Written problem 1:
Answer these questions from the C# sets guide, one answer per line, marked (a), (b) and (c) like the questions.
(a) Which two collection types primarily represent sets in C#?
(b) Which set implementation is called the most commonly used in C#?
(c) What near time complexity does it give for add, remove and contains?
Written problem 2:
Rewrite the stretch of the C# sets guide from "HashSet Overview" through "remove, and contains)", swapping "commonly" for "frequently".

Skip to main content

C# Sets

Introduction

Sets are specialized collections in C# that store unique elements with no duplicates. They implement mathematical set operations like union, intersection, and difference. Unlike lists or arrays, sets don't maintain insertion order (except for SortedSet) and focus on fast lookups and eliminating duplicates.

In C#, sets are primarily represented by two collection types:

  • HashSet<T>: An unordered collection of unique elements
  • SortedSet<T>: An ordered collection of unique elements

In this guide, we'll explore how to work with sets in C#, providing practical examples and applications.

HashSet Overview

HashSet<T> is the most commonly used set implementation in C#. It provides:

  • Fast operations (near O(1) for add, remove, and contains)

Data listing:
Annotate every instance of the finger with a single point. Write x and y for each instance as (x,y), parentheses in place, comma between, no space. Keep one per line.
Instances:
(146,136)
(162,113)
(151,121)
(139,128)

Task solution 1:
(a) HashSet<T> and SortedSet<T>
(b) HashSet<T>
(c) Near O(1)

Task solution 2:
HashSet Overview

HashSet<T> is the most frequently used set implementation in C#. It provides:

  • Fast operations (near O(1) for add, remove, and contains)